• _Input data_

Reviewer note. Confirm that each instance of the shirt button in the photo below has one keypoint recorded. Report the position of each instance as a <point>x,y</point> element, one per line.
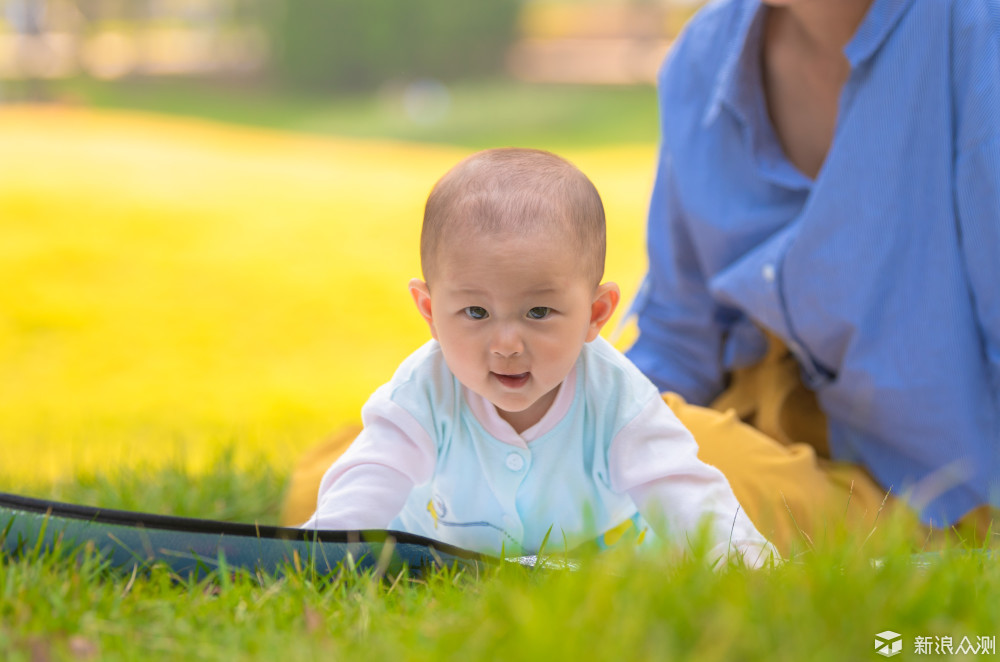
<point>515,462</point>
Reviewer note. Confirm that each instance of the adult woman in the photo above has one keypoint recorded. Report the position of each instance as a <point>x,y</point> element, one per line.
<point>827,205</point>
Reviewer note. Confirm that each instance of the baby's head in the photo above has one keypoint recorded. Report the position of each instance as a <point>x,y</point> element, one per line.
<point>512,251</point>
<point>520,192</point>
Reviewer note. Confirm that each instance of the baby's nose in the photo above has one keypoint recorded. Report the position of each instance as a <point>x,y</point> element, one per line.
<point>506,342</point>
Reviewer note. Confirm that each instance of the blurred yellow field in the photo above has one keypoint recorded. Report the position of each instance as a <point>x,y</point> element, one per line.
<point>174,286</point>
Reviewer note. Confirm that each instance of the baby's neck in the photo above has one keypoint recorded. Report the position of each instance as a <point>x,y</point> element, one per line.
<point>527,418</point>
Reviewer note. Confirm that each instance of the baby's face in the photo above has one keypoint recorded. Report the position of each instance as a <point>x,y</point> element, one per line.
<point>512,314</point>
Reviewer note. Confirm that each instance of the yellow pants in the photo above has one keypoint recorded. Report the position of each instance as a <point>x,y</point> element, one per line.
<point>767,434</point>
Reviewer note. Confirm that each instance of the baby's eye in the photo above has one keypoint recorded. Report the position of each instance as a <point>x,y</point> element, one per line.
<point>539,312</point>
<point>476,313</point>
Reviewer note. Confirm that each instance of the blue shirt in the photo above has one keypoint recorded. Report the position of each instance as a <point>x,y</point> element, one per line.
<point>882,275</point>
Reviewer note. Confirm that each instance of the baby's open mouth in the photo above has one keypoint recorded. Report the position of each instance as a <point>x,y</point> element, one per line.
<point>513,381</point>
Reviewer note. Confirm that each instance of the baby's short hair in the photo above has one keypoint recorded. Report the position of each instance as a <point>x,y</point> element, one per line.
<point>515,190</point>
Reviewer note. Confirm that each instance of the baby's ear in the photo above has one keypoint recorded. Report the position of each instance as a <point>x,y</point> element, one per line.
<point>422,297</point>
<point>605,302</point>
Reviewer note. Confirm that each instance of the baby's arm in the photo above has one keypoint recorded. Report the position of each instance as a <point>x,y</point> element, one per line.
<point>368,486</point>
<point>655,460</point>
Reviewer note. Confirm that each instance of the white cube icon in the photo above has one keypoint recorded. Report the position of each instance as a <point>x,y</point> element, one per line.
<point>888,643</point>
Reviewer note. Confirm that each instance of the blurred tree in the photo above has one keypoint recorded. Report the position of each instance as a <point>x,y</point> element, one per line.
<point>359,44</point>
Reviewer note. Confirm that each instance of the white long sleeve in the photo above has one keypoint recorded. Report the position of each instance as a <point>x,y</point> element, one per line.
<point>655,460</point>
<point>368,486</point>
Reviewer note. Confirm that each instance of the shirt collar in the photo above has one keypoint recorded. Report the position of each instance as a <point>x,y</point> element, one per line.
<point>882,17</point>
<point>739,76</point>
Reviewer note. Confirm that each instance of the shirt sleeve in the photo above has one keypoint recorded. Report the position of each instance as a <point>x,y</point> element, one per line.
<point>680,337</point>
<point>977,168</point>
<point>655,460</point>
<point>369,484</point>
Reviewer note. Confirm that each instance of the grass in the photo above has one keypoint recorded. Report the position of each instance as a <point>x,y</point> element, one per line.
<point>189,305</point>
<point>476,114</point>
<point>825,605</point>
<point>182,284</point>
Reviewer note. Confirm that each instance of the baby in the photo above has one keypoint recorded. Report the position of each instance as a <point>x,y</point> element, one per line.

• _What the task asks_
Write out exactly the lines starting with the one that holds "Reviewer note. Confirm that each instance of the blurred tree" and running through the last line above.

• _Answer space_
Reviewer note. Confirm that each instance of the blurred tree in the photo above has one keypoint recorded. Report the position of each instance as a <point>x,y</point> element, one per line.
<point>359,44</point>
Reviewer note. Confirm that each instance of the white long sleeve in the photo above has one keypoint recorded. Report the position of each instance as a <point>x,y</point> element, one per line.
<point>655,460</point>
<point>368,486</point>
Reviewer note. Confirm that each instance of the shirt collar in the photo above has one keypoint recorded. Report the position of each instance as a <point>x,y</point> element, one per line.
<point>882,17</point>
<point>739,76</point>
Reviewer note. Confirm that each instance of the shirt sleeve in the photo above has one keypoint recorded. Report the position of each instance as a <point>x,y</point> element, one per line.
<point>680,337</point>
<point>977,168</point>
<point>655,460</point>
<point>369,484</point>
Reviewer note. Confirm that each instance of the grass in the photo above has one keypoint recorded. Report the position of each instance as a <point>x,y</point> element, one per line.
<point>189,305</point>
<point>476,114</point>
<point>825,605</point>
<point>182,284</point>
Reviewer note. Confirm that each instance of the baby in the photo above has one keypoint recorded. Report the position of each instance as a <point>x,y</point> element, one per line.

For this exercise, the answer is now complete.